Records for the exercise:

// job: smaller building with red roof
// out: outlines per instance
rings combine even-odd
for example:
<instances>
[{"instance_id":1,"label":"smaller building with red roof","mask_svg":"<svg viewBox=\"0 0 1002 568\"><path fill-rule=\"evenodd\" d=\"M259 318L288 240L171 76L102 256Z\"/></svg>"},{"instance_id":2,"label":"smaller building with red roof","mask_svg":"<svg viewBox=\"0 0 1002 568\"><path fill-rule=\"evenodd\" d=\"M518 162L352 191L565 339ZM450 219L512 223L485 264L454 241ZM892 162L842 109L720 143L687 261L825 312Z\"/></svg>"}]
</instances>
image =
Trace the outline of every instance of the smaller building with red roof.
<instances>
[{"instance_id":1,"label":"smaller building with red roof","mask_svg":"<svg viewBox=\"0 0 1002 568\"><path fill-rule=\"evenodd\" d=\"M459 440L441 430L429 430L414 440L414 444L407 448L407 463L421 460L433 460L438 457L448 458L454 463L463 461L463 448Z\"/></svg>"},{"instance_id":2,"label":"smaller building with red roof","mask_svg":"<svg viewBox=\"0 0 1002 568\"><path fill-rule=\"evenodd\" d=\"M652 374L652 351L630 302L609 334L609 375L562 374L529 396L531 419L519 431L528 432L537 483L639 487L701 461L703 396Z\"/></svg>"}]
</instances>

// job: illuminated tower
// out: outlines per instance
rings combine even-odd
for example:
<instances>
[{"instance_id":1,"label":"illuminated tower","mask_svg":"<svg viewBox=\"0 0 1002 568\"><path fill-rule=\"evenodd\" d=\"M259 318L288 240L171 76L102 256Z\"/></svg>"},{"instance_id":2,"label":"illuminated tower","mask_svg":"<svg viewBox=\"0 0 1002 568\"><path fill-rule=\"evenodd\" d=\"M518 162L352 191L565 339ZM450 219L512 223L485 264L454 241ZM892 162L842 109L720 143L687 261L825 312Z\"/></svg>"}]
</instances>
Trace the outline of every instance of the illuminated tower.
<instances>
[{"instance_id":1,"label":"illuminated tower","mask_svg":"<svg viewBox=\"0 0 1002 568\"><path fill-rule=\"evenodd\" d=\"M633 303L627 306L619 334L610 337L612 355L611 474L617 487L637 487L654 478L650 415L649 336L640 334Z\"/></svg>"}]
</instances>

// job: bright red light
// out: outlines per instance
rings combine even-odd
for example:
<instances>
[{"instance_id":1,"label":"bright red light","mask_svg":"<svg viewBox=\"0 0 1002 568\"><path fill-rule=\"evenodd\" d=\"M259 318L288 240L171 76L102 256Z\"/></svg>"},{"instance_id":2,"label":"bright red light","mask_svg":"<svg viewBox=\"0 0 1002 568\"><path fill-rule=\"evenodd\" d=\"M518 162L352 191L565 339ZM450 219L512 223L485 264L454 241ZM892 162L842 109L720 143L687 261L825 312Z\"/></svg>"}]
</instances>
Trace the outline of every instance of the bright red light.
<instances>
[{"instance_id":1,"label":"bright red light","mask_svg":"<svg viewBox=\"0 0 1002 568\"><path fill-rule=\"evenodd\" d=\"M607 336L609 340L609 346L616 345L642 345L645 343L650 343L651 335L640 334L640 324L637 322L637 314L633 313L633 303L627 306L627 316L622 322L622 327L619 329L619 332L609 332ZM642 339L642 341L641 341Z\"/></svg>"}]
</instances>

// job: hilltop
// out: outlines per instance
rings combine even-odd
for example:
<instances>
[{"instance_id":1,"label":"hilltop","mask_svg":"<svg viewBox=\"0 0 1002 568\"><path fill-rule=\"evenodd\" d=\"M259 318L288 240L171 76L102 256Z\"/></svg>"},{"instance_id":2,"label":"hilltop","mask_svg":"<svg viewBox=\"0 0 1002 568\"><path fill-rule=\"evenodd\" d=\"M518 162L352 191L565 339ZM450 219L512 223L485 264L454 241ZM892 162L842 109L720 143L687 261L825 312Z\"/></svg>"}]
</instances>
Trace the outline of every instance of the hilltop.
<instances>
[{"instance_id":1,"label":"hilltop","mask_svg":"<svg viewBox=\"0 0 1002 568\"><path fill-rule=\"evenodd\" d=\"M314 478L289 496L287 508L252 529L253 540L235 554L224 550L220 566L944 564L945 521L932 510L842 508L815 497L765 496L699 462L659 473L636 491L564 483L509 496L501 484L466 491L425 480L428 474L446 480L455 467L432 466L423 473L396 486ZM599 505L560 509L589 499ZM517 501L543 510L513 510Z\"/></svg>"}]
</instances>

Stated task:
From the records above, extract every line exactly as it stands.

Written answer:
// job: smaller building with red roof
// out: outlines per instance
rings combine even-odd
for example:
<instances>
[{"instance_id":1,"label":"smaller building with red roof","mask_svg":"<svg viewBox=\"0 0 1002 568\"><path fill-rule=\"evenodd\" d=\"M259 318L288 240L171 76L102 256Z\"/></svg>"},{"instance_id":2,"label":"smaller building with red roof","mask_svg":"<svg viewBox=\"0 0 1002 568\"><path fill-rule=\"evenodd\" d=\"M518 162L352 191L565 339ZM450 219L512 223L485 264L454 241ZM892 162L842 109L720 143L687 261L825 312Z\"/></svg>"}]
</instances>
image =
Trace the outline of every instance of the smaller building with red roof.
<instances>
[{"instance_id":1,"label":"smaller building with red roof","mask_svg":"<svg viewBox=\"0 0 1002 568\"><path fill-rule=\"evenodd\" d=\"M459 440L441 430L429 430L414 440L414 444L407 448L407 463L421 460L433 460L438 457L448 458L454 463L463 461L463 448Z\"/></svg>"},{"instance_id":2,"label":"smaller building with red roof","mask_svg":"<svg viewBox=\"0 0 1002 568\"><path fill-rule=\"evenodd\" d=\"M652 374L652 351L630 302L609 334L609 375L562 374L529 396L531 419L519 431L528 432L537 483L639 487L701 461L703 396Z\"/></svg>"}]
</instances>

// job: illuminated tower
// out: outlines per instance
rings combine even-odd
for example:
<instances>
[{"instance_id":1,"label":"illuminated tower","mask_svg":"<svg viewBox=\"0 0 1002 568\"><path fill-rule=\"evenodd\" d=\"M259 318L288 240L171 76L102 256Z\"/></svg>"},{"instance_id":2,"label":"illuminated tower","mask_svg":"<svg viewBox=\"0 0 1002 568\"><path fill-rule=\"evenodd\" d=\"M518 162L352 191L565 339ZM450 219L512 223L485 264L454 241ZM892 162L842 109L720 143L687 261L825 312Z\"/></svg>"}]
</instances>
Trace the outline of every instance of the illuminated tower.
<instances>
[{"instance_id":1,"label":"illuminated tower","mask_svg":"<svg viewBox=\"0 0 1002 568\"><path fill-rule=\"evenodd\" d=\"M633 303L627 306L619 334L610 337L612 355L611 474L617 487L637 487L654 478L650 415L649 336L640 334Z\"/></svg>"}]
</instances>

// job: bright red light
// out: outlines per instance
rings combine even-odd
for example:
<instances>
[{"instance_id":1,"label":"bright red light","mask_svg":"<svg viewBox=\"0 0 1002 568\"><path fill-rule=\"evenodd\" d=\"M259 318L288 240L171 76L102 256Z\"/></svg>"},{"instance_id":2,"label":"bright red light","mask_svg":"<svg viewBox=\"0 0 1002 568\"><path fill-rule=\"evenodd\" d=\"M518 162L352 191L565 339ZM450 219L512 223L485 264L454 241ZM892 162L842 109L720 143L687 261L825 312Z\"/></svg>"}]
</instances>
Trace the outline of every instance of the bright red light.
<instances>
[{"instance_id":1,"label":"bright red light","mask_svg":"<svg viewBox=\"0 0 1002 568\"><path fill-rule=\"evenodd\" d=\"M607 336L609 340L609 346L616 345L642 345L645 343L650 343L651 335L640 334L640 324L637 322L637 314L633 313L633 303L627 306L627 316L622 322L622 327L619 329L619 332L609 332ZM642 339L642 341L641 341Z\"/></svg>"}]
</instances>

// job: hilltop
// out: outlines per instance
rings combine even-odd
for example:
<instances>
[{"instance_id":1,"label":"hilltop","mask_svg":"<svg viewBox=\"0 0 1002 568\"><path fill-rule=\"evenodd\" d=\"M259 318L288 240L171 76L102 256Z\"/></svg>"},{"instance_id":2,"label":"hilltop","mask_svg":"<svg viewBox=\"0 0 1002 568\"><path fill-rule=\"evenodd\" d=\"M518 162L352 191L565 339ZM450 219L512 223L485 264L454 241ZM892 162L842 109L720 143L687 261L825 312Z\"/></svg>"}]
</instances>
Trace the outline of every instance of the hilltop.
<instances>
[{"instance_id":1,"label":"hilltop","mask_svg":"<svg viewBox=\"0 0 1002 568\"><path fill-rule=\"evenodd\" d=\"M314 478L289 496L287 508L252 529L253 540L235 554L224 550L220 566L944 564L945 521L932 510L842 508L815 497L765 496L699 462L659 473L636 491L564 483L509 496L501 484L466 491L425 480L428 474L446 480L455 467L432 466L423 473L396 486ZM599 505L560 509L589 499ZM517 501L543 510L513 510Z\"/></svg>"}]
</instances>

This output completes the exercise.